# What to do
#1 Summarize the forum thread on outboard oil in two sentences.
#2 Write out word for word the passage of the forum thread on outboard oil that begins at the words "## Tow-mater (Sep" and ends after "chain saw oil.".

** START Extract to read **

# Outboard oil in other engines



## eightwt (May 11, 2017)

Do any of you use your 2 stroke outboard oil in chainsaws, weed eaters, etc?


----------



## DuckNut (Apr 3, 2009)

No. The oil has different characteristics for water cooled and air cooled.

In a pinch you could but I would not for long term use.


----------



## Tow-mater (Sep 28, 2020)

Yes, I have. 
I noticed a little bit of water in my removable 6 gal boat tank and moved the outboard mix gas into my yard tool gas can to be able to separate the water out and just used the outboard gas in the yard tools. I've done this a few times since but only found the water in the boat tank once. For convenience I hadn't worried about putting the outboard mix in my yard tools but of course I wouldn't put my yard tool mix into my outboard.


----------



## eightwt (May 11, 2017)

Thanks. Not an emergency, so will get some regular chain saw oil.


----------



## permitchaser (Aug 26, 2013)

I have an old gallon can of 2cycle oil I had left over from and old bass boat. I've been using it on all my yard tools with no problems. I am switching to Stihl oil to keep the warranty on my edger


----------



## CurtisWright (May 9, 2012)

Used quick silver synthetic blend whole life in all my small engines and never a problem. About 2 years ago I went to 20V Dewalt for the weed wacker, blower, and chainsaw...never going back. Saving my pennies for the mower now.


----------

** END Extract to read **
** START Entries provided **

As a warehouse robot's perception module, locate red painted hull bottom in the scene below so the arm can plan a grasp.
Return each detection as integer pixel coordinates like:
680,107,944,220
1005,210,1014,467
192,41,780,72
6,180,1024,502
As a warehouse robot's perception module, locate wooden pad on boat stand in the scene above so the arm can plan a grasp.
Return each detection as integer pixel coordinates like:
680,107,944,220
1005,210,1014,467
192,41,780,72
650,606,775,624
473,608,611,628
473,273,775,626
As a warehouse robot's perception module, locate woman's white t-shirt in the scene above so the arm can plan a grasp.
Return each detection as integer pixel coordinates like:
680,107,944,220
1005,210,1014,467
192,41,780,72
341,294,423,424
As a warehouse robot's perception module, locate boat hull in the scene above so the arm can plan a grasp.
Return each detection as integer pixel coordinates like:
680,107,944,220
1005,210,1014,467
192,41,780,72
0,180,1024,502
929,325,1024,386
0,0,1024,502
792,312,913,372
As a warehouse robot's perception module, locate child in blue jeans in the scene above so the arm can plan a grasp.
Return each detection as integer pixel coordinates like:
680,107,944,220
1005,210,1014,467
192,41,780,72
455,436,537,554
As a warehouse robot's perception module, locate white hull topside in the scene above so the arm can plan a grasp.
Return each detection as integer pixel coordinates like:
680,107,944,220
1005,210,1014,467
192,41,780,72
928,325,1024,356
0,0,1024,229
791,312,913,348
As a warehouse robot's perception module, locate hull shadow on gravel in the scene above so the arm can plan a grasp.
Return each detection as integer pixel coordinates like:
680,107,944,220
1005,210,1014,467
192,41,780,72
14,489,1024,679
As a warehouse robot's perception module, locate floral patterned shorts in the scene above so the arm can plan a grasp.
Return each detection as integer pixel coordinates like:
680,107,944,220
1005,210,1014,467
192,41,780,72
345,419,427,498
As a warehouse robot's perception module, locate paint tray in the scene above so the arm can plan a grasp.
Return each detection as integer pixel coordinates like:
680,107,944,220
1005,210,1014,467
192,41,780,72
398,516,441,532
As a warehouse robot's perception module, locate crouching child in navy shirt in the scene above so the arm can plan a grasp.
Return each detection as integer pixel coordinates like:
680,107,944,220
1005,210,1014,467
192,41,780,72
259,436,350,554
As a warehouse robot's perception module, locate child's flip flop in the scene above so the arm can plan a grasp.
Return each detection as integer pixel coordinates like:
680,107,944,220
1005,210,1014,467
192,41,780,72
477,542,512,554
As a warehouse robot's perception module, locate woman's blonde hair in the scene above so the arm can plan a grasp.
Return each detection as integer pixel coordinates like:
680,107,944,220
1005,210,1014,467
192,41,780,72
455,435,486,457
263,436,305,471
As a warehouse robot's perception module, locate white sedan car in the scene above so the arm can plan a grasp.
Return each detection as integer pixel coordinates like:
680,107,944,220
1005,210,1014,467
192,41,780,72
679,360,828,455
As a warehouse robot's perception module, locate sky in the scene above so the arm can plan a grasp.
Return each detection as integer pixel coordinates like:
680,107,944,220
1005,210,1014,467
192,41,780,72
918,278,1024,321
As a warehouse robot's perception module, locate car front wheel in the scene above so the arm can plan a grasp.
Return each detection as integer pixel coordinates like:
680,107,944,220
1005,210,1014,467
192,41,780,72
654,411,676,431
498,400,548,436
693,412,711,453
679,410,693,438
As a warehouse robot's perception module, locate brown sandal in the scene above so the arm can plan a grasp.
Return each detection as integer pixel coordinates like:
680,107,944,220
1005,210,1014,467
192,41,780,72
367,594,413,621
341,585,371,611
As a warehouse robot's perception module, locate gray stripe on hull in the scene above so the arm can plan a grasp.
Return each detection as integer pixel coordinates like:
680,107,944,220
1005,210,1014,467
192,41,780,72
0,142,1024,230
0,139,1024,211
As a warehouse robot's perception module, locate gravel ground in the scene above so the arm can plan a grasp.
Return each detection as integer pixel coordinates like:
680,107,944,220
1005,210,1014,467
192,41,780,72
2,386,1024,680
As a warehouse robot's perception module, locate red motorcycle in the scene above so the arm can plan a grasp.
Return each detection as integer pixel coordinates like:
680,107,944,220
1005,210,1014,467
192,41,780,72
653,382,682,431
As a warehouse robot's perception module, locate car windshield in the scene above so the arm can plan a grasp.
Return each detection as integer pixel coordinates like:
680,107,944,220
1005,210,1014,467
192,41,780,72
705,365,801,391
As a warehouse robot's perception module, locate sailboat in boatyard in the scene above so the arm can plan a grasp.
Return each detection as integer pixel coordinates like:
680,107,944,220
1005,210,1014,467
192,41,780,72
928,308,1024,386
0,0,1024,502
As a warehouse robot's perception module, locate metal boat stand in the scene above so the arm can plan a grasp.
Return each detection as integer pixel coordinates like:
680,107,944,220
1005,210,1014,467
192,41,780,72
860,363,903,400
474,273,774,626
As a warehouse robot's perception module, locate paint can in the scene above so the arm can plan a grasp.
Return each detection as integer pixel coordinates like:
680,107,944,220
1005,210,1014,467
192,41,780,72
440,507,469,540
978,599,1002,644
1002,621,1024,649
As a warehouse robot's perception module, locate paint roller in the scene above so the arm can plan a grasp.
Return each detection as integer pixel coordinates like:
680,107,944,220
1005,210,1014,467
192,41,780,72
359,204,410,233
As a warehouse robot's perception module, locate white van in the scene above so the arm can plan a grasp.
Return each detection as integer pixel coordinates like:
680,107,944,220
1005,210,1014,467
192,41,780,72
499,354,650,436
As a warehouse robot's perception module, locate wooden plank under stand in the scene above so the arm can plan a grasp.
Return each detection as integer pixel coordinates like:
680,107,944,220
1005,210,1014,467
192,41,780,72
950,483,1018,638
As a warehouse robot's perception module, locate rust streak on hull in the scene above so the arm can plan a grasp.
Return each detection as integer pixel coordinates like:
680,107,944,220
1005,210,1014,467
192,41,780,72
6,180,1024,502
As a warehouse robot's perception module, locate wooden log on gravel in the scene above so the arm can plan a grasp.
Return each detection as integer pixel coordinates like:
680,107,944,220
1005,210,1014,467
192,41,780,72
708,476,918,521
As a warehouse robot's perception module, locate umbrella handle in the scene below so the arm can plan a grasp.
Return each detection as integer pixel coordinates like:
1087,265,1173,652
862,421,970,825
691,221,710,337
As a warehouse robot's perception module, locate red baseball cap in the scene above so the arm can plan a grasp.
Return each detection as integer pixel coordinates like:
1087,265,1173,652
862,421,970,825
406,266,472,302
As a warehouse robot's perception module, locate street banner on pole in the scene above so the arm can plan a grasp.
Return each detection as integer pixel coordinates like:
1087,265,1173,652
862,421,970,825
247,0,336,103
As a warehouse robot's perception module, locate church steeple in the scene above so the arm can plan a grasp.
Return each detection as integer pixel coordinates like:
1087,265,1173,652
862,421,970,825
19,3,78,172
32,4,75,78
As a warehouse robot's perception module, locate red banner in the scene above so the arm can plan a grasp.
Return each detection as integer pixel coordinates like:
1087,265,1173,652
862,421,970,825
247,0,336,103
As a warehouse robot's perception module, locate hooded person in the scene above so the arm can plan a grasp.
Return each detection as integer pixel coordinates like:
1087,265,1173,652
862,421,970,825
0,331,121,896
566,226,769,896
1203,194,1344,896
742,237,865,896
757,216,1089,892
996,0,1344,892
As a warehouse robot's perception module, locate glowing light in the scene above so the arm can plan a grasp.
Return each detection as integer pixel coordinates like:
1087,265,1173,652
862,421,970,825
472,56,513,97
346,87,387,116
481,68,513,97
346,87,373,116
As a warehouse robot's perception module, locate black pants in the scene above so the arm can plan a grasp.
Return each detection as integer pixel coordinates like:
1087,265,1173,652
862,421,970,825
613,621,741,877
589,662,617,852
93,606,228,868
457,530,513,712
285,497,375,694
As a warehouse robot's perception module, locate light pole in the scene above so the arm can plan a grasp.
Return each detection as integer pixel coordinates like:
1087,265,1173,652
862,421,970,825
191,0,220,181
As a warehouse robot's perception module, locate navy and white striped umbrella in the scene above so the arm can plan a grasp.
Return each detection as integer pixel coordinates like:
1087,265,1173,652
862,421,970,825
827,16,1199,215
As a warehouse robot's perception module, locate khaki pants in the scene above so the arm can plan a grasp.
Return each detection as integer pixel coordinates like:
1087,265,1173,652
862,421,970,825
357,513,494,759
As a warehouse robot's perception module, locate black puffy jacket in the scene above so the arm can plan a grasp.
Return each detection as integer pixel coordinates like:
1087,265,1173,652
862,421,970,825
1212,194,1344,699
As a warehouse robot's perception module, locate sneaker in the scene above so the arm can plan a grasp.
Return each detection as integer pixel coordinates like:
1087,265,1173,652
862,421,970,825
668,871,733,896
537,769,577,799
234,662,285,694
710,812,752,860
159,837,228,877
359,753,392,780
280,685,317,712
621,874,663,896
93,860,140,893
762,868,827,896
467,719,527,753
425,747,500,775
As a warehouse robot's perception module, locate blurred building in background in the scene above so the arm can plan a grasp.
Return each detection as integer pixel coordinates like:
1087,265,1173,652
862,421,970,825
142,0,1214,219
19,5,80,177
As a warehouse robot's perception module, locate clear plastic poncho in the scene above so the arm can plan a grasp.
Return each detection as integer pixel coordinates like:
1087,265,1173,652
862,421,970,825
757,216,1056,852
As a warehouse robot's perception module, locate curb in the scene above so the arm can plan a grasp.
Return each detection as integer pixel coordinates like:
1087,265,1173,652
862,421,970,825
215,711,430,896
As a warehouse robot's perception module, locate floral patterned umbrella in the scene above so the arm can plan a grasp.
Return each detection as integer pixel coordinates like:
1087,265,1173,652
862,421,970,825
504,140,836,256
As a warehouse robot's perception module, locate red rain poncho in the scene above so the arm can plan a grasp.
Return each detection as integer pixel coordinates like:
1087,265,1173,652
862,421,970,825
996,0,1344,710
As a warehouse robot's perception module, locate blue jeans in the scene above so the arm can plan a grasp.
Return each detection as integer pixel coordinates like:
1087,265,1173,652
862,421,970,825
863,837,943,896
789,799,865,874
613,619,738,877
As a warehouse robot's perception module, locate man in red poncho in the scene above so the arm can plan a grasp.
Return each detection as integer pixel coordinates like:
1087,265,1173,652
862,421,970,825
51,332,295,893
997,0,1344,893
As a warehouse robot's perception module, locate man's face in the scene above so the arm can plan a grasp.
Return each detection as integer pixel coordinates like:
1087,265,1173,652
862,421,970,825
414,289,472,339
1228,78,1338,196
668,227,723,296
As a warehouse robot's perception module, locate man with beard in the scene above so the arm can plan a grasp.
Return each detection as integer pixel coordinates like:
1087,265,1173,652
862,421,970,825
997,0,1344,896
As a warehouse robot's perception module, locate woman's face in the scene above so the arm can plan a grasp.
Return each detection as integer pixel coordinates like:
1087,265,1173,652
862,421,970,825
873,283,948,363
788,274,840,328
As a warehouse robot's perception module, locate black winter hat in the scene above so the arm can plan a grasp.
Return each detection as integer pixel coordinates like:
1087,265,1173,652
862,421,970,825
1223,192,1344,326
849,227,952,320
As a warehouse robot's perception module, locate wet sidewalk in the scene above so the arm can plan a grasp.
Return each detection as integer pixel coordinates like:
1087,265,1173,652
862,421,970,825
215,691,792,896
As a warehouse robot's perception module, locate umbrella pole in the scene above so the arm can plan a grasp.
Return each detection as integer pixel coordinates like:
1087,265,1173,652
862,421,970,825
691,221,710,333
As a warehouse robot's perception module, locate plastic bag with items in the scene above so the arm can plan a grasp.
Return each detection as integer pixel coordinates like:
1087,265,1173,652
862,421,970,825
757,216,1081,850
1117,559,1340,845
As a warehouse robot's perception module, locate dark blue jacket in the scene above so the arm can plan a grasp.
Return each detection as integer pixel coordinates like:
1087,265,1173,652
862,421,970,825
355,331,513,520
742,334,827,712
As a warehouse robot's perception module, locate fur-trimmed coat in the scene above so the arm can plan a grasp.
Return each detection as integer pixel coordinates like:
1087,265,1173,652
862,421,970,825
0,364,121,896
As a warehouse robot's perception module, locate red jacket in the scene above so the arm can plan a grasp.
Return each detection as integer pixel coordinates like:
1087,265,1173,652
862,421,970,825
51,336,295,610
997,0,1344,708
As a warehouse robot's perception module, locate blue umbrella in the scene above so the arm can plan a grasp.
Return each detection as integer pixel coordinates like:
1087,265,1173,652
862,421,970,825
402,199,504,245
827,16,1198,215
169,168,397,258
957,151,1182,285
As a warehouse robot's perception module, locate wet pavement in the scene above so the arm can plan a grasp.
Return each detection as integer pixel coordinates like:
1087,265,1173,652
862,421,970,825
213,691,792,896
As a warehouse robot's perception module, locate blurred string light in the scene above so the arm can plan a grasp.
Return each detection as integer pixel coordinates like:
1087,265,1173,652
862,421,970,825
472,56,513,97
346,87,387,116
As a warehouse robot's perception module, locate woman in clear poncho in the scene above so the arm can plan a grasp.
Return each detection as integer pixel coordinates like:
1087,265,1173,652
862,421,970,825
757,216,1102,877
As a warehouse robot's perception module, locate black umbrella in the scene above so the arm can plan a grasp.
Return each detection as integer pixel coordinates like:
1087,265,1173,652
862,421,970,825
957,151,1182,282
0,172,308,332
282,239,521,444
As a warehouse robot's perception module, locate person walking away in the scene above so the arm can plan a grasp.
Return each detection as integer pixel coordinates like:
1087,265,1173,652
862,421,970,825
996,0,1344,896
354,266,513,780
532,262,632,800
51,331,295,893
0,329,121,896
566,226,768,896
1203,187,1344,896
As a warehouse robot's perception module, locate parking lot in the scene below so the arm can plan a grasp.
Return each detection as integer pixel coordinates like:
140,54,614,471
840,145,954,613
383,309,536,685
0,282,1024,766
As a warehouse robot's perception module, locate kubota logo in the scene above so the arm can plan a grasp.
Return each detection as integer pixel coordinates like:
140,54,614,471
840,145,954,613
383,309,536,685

** END Entries provided **

# Complete answers
#1 One member, eightwt, asks whether others use two-stroke outboard oil in chainsaws, weed eaters and similar tools, and later decides to buy regular chainsaw oil because it is not an emergency. One reply advises against long-term use because the oil differs for water-cooled and air-cooled engines, while other members report using outboard oil or outboard mix in their yard tools, two of them saying they never had a problem.

#2
## Tow-mater (Sep 28, 2020)

Yes, I have. 
I noticed a little bit of water in my removable 6 gal boat tank and moved the outboard mix gas into my yard tool gas can to be able to separate the water out and just used the outboard gas in the yard tools. I've done this a few times since but only found the water in the boat tank once. For convenience I hadn't worried about putting the outboard mix in my yard tools but of course I wouldn't put my yard tool mix into my outboard.


----------



## eightwt (May 11, 2017)

Thanks. Not an emergency, so will get some regular chain saw oil.